**Work item**
Copy each record below exactly, please, and leave its pictures out.

== Records provided ==

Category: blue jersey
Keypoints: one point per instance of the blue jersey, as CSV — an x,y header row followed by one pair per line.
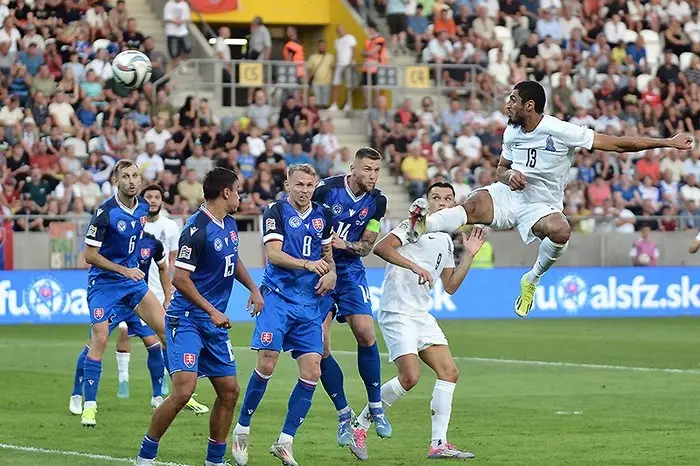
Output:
x,y
302,236
208,248
351,214
116,230
150,249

===

**Output for this task**
Category: blue jersey
Keypoints: one point per instance of the blue jersey, as CSV — an x,y header row followed by one pair per line.
Output:
x,y
302,236
208,248
351,214
116,230
150,249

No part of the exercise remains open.